Data under study:
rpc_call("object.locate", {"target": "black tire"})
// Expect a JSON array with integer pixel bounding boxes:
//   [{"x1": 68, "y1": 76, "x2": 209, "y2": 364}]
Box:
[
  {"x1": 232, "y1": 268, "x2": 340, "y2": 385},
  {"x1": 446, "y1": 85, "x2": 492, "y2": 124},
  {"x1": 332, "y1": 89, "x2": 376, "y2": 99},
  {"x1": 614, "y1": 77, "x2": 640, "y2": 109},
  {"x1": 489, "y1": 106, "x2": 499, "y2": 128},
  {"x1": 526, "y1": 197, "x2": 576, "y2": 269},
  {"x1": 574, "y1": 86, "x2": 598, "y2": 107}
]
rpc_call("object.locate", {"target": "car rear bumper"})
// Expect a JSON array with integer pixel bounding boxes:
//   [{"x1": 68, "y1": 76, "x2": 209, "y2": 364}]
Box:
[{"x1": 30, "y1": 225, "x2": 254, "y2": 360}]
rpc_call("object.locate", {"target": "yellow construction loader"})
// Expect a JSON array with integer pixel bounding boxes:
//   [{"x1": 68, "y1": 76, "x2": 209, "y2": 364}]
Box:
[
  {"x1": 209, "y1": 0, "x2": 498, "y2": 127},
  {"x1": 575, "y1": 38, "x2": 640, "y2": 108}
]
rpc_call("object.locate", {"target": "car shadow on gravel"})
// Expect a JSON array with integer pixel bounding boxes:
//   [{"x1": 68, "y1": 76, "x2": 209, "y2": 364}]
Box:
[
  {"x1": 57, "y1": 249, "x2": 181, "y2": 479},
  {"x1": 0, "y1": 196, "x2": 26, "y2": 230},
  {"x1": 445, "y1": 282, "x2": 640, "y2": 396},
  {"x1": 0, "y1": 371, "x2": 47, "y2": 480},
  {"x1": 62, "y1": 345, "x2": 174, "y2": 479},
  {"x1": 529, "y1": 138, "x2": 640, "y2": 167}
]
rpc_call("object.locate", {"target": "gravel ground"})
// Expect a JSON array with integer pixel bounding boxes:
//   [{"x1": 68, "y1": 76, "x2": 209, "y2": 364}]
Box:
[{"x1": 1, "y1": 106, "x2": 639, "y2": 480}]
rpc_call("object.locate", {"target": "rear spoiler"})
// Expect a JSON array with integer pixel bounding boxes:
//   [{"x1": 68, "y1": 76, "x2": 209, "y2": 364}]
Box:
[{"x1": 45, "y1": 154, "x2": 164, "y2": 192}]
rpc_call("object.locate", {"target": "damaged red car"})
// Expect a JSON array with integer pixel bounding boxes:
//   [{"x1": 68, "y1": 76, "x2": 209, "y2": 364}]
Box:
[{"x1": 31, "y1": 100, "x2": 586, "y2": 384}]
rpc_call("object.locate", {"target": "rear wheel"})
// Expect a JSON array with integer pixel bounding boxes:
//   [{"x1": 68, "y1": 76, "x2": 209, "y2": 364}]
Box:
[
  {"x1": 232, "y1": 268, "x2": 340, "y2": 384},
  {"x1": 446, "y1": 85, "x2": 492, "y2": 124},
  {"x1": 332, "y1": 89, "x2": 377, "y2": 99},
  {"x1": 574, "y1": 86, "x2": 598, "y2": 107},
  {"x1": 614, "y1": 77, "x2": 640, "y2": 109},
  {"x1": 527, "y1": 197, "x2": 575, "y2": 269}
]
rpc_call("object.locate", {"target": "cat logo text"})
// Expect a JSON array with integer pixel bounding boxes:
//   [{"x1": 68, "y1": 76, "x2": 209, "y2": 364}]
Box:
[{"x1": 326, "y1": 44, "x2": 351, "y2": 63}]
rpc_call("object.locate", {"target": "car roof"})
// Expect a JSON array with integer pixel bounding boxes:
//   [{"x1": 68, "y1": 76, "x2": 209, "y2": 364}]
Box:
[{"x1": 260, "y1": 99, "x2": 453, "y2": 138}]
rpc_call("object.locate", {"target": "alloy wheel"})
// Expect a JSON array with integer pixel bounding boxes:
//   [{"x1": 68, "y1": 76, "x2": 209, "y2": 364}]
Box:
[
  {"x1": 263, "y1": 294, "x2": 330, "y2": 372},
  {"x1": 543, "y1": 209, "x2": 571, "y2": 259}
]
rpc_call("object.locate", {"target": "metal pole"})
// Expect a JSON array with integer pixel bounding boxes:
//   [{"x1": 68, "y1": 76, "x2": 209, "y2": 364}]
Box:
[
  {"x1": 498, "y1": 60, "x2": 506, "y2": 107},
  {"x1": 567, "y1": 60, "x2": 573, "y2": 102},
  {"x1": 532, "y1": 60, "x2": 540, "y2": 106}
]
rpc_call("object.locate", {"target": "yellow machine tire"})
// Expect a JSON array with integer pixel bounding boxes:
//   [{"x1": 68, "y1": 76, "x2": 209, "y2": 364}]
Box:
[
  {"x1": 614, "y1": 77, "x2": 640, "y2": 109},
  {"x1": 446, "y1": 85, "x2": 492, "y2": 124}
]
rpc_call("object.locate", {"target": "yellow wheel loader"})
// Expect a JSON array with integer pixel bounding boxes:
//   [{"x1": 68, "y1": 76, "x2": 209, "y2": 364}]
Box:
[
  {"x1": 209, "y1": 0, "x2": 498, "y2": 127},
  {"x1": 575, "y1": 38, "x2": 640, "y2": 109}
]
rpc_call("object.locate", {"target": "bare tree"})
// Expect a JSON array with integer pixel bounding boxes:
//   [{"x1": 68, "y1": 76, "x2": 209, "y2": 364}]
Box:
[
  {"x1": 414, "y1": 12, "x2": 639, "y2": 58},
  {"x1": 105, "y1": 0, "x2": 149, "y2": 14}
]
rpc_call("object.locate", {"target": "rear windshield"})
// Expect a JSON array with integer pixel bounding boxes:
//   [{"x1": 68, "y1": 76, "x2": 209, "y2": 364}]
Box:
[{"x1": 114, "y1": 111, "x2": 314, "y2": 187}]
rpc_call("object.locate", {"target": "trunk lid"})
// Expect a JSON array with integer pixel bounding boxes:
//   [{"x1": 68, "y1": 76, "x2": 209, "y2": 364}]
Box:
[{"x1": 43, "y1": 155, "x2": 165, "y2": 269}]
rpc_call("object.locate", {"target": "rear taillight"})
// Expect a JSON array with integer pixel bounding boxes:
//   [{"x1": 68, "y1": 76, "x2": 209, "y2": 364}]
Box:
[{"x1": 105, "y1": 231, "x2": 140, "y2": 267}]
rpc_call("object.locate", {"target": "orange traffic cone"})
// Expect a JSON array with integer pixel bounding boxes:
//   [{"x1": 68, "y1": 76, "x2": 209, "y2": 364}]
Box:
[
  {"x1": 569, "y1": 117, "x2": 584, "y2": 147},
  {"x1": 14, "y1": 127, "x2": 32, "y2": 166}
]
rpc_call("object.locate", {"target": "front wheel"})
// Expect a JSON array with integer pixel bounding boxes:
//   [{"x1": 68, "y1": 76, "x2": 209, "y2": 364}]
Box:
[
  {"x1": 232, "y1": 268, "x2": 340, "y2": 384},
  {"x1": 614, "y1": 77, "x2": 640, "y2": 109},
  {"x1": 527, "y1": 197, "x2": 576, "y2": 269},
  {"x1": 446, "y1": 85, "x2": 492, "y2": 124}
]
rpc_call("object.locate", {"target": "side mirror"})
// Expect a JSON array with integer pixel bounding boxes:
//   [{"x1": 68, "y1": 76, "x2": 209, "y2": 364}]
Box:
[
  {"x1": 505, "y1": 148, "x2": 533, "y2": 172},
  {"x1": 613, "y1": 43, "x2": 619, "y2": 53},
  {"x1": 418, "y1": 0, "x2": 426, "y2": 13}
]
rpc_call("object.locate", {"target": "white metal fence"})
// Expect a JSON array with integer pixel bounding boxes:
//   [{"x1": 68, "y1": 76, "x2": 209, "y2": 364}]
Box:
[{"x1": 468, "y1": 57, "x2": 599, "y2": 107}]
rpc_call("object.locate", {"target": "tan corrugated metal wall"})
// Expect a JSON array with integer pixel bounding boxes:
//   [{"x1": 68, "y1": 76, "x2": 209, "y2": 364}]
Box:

Problem description: For each line in the records that holds "tire", show that line as it stands.

Response:
rpc_call("object.locate", {"target": "black tire"})
rpc_call("object.locate", {"target": "yellow machine tire"})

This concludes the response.